> 文書
_ _ _ _ _

以下では,本発明の情報処理装置ついて,指定した表示画面上の所定領域に含まれる一又は複数のオブジェクトを選択する実施形態を例に説明を行う。
図1は,本発明の情報処理装置の基本的な機能構成を示したブロック図である。図1に示されるように,本発明の情報処理装置は,タッチパネルディスプレイ10と,制御部20と,記憶部30とを有している。
タッチパネルディスプレイ10は,各種画像データをユーザが視認できる画像として表示し,かつユーザによって表示画面がタッチされた座標を検出可能な構成を有している。具体的に説明すると,タッチパネルディスプレイ10は,画像を表示できる表示部1の前面に,透明材料で形成された座標入力部2を配設して形成されている。表示部1は,例えばLCD(Liquid Crystal Display;液晶ディスプレイ)やOELD(Organic Electro LuminescenceDisplay;有機ELディスプレイ)のような表示装置である。表示部1は,制御部20からの入力信号に応じて,ユーザが情報処理装置を使用するにあたって必要とされる各種情報を静止画や動画として出力表示する。また,座標入力部2は,公知の静電容量方式,電磁誘導方式,赤外線走査方式,抵抗膜方式又は超音波表面弾性波方式などにより,ユーザの手指が接触したことを検知し,その座標情報を得ることができる。表示部1と座標入力部2の位置関係は互いにリンクしており,座標入力部2は,表示部1に表示された表示画面上におけるタッチ位置の座標情報を取得できる。これにより,座標入力部2は,ユーザの指が接触したことを検知し,ユーザの指が接触した表示部1の画面上の座標情報を得ることができる。例えば,座標入力部2は,ユーザが複数点をタッチした場合に,それらの複数点における座標情報を取得可能な,いわゆるマルチタッチに対応している。
本発明による操作手法によれば,ユーザは,表示画面上の広い範囲の領域を片手で容易に指定することができる。このため,本発明の情報処理装置は,比較的大型のタッチパネルディスプレイ10を搭載できる。例えば,タッチパネルディスプレイ10は,10インチ〜75インチ,16インチ〜40インチ,又は20インチ〜38インチのディスプレイであることが好ましい。
ただし,本発明において,表示部1と座標入力部2は,両者が一体に構成されたタッチパネルディスプレイとして機能するものに限定されない。例えば,表示部1と座標入力部2は,それぞれ別々のハードウェアとして機能するものであってもよい。この場合,表示部1としては,例えばLCDやOELDのような通常の表示装置を用いればよい。また,座標入力部2は,マウスやタッチタブレットのような表示部1とは別途設けられるポインティングデバイスであってもよい。

_ _ _ _ _

> 抽出情報
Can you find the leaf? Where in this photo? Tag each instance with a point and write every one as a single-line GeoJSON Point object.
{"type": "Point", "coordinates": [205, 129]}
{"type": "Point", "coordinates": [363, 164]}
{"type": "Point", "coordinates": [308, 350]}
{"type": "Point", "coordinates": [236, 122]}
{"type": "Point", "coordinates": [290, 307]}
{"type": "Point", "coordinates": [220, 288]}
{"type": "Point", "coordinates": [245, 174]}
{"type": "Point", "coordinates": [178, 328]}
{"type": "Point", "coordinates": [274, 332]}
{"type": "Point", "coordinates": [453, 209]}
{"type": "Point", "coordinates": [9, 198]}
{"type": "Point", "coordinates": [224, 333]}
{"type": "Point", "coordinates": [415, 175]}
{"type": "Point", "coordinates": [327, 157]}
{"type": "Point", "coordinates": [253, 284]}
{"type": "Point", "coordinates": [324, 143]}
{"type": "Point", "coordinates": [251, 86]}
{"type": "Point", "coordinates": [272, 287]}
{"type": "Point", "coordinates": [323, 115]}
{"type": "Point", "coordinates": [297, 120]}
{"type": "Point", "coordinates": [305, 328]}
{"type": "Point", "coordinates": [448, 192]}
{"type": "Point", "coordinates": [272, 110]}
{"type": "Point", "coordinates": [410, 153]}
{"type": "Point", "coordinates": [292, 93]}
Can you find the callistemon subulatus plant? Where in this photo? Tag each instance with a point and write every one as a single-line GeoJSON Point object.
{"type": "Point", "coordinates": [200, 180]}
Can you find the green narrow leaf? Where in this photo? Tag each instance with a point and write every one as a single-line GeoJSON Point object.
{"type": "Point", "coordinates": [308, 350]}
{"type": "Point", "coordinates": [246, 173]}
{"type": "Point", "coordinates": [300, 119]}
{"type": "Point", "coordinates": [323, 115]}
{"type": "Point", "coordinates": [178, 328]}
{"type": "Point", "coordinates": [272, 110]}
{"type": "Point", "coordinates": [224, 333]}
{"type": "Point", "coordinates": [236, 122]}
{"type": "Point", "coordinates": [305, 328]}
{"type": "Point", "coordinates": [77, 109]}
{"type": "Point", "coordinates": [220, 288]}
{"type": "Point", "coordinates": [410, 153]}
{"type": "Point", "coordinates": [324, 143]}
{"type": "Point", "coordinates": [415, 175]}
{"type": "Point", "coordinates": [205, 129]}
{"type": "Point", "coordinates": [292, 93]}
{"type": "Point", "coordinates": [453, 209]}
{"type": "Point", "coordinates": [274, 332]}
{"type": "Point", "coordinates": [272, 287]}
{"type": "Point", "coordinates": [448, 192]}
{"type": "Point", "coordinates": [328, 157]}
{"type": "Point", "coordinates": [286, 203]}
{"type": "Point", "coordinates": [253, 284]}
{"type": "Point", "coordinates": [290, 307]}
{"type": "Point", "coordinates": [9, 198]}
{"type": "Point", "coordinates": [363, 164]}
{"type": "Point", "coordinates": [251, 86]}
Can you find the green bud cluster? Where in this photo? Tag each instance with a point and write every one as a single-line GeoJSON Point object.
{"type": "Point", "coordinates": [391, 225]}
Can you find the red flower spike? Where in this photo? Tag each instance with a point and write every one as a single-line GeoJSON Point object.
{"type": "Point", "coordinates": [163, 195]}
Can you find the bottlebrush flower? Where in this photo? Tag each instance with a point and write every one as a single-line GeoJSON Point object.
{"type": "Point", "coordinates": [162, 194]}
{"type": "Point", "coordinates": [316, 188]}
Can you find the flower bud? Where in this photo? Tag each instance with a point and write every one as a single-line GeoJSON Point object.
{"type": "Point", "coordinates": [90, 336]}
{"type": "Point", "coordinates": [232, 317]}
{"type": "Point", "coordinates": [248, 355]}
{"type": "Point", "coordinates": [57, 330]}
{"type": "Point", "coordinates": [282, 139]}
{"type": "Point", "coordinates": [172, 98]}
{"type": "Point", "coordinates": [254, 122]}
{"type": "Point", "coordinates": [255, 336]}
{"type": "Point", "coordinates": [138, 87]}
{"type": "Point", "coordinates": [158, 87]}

_ _ _ _ _

> あなたの課題
- a) 情報処理装置についての文書に照らして、次の(i)〜(iii)がそれぞれ文書の内容と一致するかを判断してください。各項目に「はい」か「いいえ」で答え、判断の根拠となる文書中の語句を原文どおりに引用してください。
(i) 情報処理装置は、タッチパネルディスプレイ、制御部、記憶部を備えている。
(ii) 座標入力部2は、表示部1の背面に配置されている。
(iii) 座標入力部2としてマウスを用いることはできない。
- b) 情報処理装置についての文書を、示されている最後の文の後から書き進めてください。
記録はここでは一切使いません。

> 課題への回答
- a)
(i) はい。「本発明の情報処理装置は,タッチパネルディスプレイ10と,制御部20と,記憶部30とを有している」
(ii) いいえ。「表示部1の前面に,透明材料で形成された座標入力部2を配設して形成されている」
(iii) いいえ。「座標入力部2は,マウスやタッチタブレットのような表示部1とは別途設けられるポインティングデバイスであってもよい」

- b)
制御部20は,記憶部30に記憶されている制御プログラムを読み出して実行することにより,情報処理装置全体の動作を制御する。制御部20は,例えば,CPU(Central Processing Unit)やGPU(Graphics Processing Unit)により,その機能が達成される。制御部20は,記憶部30からオブジェクトの画像データを含む情報を読み出して,オブジェクトの画像を生成し,タッチパネルディスプレイ10に表示させる。また,制御部20は,タッチパネルディスプレイ10により検出されたタッチ位置の座標情報を記憶部30に記憶させる。制御部20は,タッチパネルディスプレイ10に入力された座標情報に基づいて,表示画面上における所定領域を指定する演算を行うことができる。また,制御部20は,タッチパネルディスプレイ10に表示されているオブジェクトの位置情報及びタッチパネルディスプレイ10入力された座標情報を解析することで,オブジェクトが選択されたか否かを判断できる。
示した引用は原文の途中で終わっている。